§ Compiti assegnati
**1)** Nel brano sul processo, davanti a quale giudice V.D. ha convenuto la società Telecom Italia s.p.a.?
**2)** Riscrivi la parte del brano che comincia con "2. - La sentenza" e finisce con "attività di difesa.", rinominando "Telecom" in "società ricorrente".

Svolgimento del processo

1. - V.D. ha convenuto davanti al giudice di pace di Paola la società Telecom Italia s.p.a..
Ne ha domandato la condanna a restituirgli le somme, che nel tempo gli erano state addebitate come spese di spedizione postale della fattura dei costi del servizio telefonico.
Ha sostenuto che l'addebito di quelle spese era in contrasto con quanto disposto dal D.P.R. 26 agosto 1972, n. 633, art. 21, comma 8, la legge sull'ìva, oltre che con gli artt. 1175, 1176 e 1375 c.c. e con la L. 30 luglio 1998, n. 281, art. 1, comma 2, lett. e), sulla disciplina dei diritti dei consumatori e degli utenti.
La Telecom ha chiesto il rigetto delle domande.
Il giudice di pace l'ha accolta, con sentenza 17.5.2004, che è è stata confermata dal tribunale di Paola.
2. - La sentenza 29.8.2005 del tribunale è stata notificata il 4.11.2005 e la Telecom ne ha chiesto la cassazione con ricorso, la cui notifica, domandata il 30.11.2005, è stata eseguita a mezzo del servizio postale il 5.1.2006, con consegna a mani di M. E., procuratore domiciliatario dell'attore nel giudizio di appello.
V.D. non ha svolto attività di difesa.
La Telecom ha depositato una memoria.

Motivi della decisione

1. - Il tribunale ha deciso applicando la disposizione contenuta dell'art. 21, u.c., della legge sull'iva.

§ Voci di dati raccolte
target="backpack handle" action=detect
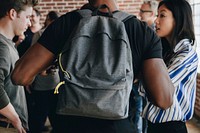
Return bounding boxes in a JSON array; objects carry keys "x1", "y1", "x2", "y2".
[{"x1": 92, "y1": 4, "x2": 113, "y2": 17}]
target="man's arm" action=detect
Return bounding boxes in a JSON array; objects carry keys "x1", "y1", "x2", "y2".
[
  {"x1": 0, "y1": 103, "x2": 26, "y2": 133},
  {"x1": 11, "y1": 43, "x2": 55, "y2": 86},
  {"x1": 143, "y1": 58, "x2": 175, "y2": 109}
]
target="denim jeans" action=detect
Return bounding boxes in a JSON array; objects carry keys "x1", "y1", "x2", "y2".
[{"x1": 130, "y1": 83, "x2": 146, "y2": 133}]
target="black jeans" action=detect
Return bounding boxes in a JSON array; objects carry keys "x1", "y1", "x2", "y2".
[
  {"x1": 147, "y1": 121, "x2": 187, "y2": 133},
  {"x1": 52, "y1": 115, "x2": 135, "y2": 133}
]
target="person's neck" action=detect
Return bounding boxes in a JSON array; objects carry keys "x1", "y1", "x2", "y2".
[{"x1": 92, "y1": 0, "x2": 118, "y2": 12}]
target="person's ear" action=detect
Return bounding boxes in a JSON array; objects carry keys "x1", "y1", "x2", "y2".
[{"x1": 8, "y1": 9, "x2": 17, "y2": 20}]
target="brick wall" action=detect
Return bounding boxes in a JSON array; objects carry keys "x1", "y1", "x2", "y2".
[
  {"x1": 37, "y1": 0, "x2": 200, "y2": 118},
  {"x1": 37, "y1": 0, "x2": 143, "y2": 23}
]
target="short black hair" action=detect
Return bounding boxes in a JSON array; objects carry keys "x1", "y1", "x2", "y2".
[{"x1": 0, "y1": 0, "x2": 38, "y2": 19}]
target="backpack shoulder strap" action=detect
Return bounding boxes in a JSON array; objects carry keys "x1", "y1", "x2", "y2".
[
  {"x1": 113, "y1": 11, "x2": 135, "y2": 22},
  {"x1": 77, "y1": 9, "x2": 92, "y2": 18}
]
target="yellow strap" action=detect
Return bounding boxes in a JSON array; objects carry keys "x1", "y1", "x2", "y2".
[
  {"x1": 54, "y1": 81, "x2": 65, "y2": 94},
  {"x1": 58, "y1": 53, "x2": 71, "y2": 79}
]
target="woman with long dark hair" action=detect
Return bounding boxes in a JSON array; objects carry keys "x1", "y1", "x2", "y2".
[{"x1": 143, "y1": 0, "x2": 198, "y2": 133}]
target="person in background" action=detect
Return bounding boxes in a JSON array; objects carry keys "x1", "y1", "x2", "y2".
[
  {"x1": 31, "y1": 11, "x2": 60, "y2": 133},
  {"x1": 143, "y1": 0, "x2": 198, "y2": 133},
  {"x1": 12, "y1": 0, "x2": 174, "y2": 133},
  {"x1": 16, "y1": 8, "x2": 42, "y2": 131},
  {"x1": 139, "y1": 0, "x2": 158, "y2": 29},
  {"x1": 0, "y1": 0, "x2": 37, "y2": 133},
  {"x1": 17, "y1": 8, "x2": 42, "y2": 57},
  {"x1": 130, "y1": 0, "x2": 158, "y2": 133}
]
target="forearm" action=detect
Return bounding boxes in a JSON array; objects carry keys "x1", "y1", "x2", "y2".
[
  {"x1": 0, "y1": 103, "x2": 20, "y2": 123},
  {"x1": 143, "y1": 59, "x2": 175, "y2": 109}
]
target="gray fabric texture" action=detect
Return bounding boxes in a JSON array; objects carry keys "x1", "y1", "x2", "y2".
[{"x1": 57, "y1": 10, "x2": 133, "y2": 120}]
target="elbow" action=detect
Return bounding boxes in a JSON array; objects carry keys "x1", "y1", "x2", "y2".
[
  {"x1": 11, "y1": 73, "x2": 32, "y2": 86},
  {"x1": 155, "y1": 98, "x2": 173, "y2": 110},
  {"x1": 154, "y1": 91, "x2": 173, "y2": 110}
]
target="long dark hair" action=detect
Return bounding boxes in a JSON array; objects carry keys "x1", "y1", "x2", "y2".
[{"x1": 158, "y1": 0, "x2": 195, "y2": 49}]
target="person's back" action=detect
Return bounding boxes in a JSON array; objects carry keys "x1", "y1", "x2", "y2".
[
  {"x1": 12, "y1": 0, "x2": 173, "y2": 133},
  {"x1": 0, "y1": 0, "x2": 35, "y2": 133}
]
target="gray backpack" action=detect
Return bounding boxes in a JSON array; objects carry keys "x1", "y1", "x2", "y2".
[{"x1": 57, "y1": 5, "x2": 133, "y2": 120}]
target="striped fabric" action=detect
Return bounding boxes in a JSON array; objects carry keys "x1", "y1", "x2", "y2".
[{"x1": 139, "y1": 39, "x2": 198, "y2": 123}]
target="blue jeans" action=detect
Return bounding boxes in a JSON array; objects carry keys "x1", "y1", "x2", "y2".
[{"x1": 130, "y1": 83, "x2": 146, "y2": 133}]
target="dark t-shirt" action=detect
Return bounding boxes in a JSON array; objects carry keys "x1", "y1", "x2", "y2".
[{"x1": 38, "y1": 11, "x2": 162, "y2": 79}]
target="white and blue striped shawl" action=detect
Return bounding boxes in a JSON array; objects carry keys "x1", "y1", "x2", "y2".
[{"x1": 139, "y1": 39, "x2": 198, "y2": 123}]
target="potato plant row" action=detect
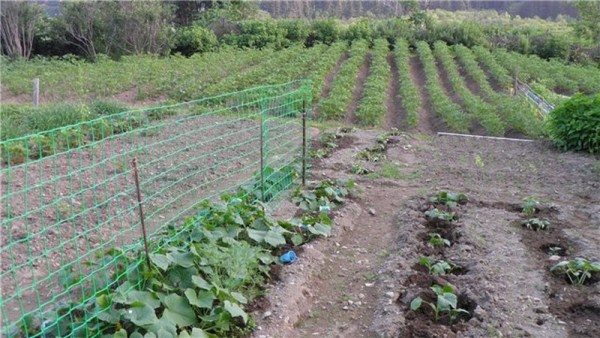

§ Risultati in ordine
**1)** Davanti al giudice di pace di Paola.

**2)**
2. - La sentenza 29.8.2005 del tribunale è stata notificata il 4.11.2005 e la società ricorrente ne ha chiesto la cassazione con ricorso, la cui notifica, domandata il 30.11.2005, è stata eseguita a mezzo del servizio postale il 5.1.2006, con consegna a mani di M. E., procuratore domiciliatario dell'attore nel giudizio di appello.
V.D. non ha svolto attività di difesa.